Task details:
From the records below, extract every line that contains the word "raised".

Data records
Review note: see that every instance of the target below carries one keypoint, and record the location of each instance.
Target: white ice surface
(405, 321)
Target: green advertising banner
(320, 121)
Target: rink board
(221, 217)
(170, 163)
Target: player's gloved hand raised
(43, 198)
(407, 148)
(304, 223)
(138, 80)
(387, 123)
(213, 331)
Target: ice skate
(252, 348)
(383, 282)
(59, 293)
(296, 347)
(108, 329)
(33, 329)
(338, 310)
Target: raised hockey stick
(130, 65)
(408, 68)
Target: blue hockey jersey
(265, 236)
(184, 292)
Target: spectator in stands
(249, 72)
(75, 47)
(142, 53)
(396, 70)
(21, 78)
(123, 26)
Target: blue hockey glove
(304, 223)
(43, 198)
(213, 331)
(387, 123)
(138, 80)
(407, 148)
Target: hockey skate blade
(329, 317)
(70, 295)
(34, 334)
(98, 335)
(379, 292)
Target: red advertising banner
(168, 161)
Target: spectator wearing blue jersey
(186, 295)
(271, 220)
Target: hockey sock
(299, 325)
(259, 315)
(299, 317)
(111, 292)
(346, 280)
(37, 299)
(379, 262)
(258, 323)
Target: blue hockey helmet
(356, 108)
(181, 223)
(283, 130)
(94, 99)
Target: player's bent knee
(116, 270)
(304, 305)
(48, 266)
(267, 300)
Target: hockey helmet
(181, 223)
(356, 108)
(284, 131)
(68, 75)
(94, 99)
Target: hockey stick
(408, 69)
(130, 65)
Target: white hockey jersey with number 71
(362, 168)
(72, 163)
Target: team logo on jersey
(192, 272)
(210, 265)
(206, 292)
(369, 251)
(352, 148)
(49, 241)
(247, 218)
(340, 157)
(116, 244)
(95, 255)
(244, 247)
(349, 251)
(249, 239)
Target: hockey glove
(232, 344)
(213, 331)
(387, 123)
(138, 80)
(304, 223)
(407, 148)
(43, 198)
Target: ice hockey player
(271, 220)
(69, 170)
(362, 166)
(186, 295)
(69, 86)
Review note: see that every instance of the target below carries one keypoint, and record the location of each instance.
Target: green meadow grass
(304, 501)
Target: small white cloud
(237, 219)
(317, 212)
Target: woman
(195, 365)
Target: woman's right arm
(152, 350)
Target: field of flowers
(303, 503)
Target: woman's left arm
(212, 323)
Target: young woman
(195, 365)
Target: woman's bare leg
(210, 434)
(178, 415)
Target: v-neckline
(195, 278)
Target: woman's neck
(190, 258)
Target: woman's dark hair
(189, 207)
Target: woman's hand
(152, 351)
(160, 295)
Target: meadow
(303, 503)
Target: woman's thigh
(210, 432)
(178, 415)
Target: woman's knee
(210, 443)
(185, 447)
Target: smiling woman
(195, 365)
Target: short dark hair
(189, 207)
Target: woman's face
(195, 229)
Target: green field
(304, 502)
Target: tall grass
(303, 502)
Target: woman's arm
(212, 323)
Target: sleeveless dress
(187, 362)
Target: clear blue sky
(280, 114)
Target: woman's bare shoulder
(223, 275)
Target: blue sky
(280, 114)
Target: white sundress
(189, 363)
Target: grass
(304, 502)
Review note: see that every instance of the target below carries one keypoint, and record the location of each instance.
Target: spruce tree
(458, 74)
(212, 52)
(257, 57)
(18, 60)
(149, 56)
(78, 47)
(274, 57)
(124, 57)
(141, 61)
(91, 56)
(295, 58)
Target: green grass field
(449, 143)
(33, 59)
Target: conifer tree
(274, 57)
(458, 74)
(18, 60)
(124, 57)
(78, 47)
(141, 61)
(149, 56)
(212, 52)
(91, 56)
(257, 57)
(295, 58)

--

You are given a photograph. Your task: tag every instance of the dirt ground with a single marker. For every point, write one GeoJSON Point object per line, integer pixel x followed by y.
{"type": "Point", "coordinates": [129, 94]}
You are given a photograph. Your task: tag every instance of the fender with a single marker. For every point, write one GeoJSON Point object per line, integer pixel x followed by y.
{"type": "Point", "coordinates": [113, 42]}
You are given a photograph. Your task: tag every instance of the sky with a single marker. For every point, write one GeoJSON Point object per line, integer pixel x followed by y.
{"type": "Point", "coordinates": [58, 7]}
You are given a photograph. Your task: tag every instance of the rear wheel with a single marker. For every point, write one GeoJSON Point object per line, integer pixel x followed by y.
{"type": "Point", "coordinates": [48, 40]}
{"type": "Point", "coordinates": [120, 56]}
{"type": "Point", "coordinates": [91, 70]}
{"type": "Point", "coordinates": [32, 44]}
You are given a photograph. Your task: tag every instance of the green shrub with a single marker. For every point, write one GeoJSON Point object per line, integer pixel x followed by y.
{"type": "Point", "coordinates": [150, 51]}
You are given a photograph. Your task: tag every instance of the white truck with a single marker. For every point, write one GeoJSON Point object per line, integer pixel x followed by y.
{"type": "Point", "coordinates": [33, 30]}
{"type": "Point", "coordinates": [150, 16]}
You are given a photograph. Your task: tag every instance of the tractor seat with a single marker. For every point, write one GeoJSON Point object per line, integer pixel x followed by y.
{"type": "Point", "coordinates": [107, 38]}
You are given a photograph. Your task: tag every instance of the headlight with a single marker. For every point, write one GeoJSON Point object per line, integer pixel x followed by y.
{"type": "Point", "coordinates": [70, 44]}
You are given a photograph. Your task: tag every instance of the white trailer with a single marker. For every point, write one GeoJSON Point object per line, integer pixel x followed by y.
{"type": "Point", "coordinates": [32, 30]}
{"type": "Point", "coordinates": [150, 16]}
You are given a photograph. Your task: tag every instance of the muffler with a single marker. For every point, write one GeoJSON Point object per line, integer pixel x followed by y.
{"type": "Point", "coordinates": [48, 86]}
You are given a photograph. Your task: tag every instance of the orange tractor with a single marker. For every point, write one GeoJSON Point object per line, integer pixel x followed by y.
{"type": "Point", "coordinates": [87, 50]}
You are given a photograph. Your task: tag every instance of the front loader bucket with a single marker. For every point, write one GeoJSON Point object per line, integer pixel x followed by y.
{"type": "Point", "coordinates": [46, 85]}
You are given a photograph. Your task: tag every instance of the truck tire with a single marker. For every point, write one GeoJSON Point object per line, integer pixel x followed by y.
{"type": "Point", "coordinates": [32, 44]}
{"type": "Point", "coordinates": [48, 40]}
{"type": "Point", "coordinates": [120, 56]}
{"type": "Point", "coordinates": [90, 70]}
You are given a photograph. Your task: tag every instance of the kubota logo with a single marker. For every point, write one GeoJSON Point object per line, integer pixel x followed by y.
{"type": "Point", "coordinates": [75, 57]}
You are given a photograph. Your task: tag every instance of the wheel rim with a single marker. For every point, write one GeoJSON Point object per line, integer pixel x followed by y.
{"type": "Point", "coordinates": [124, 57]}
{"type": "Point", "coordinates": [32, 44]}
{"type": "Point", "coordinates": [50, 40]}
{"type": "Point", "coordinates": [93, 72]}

Finished exercise:
Target: player's gloved hand raised
Target: raised hockey stick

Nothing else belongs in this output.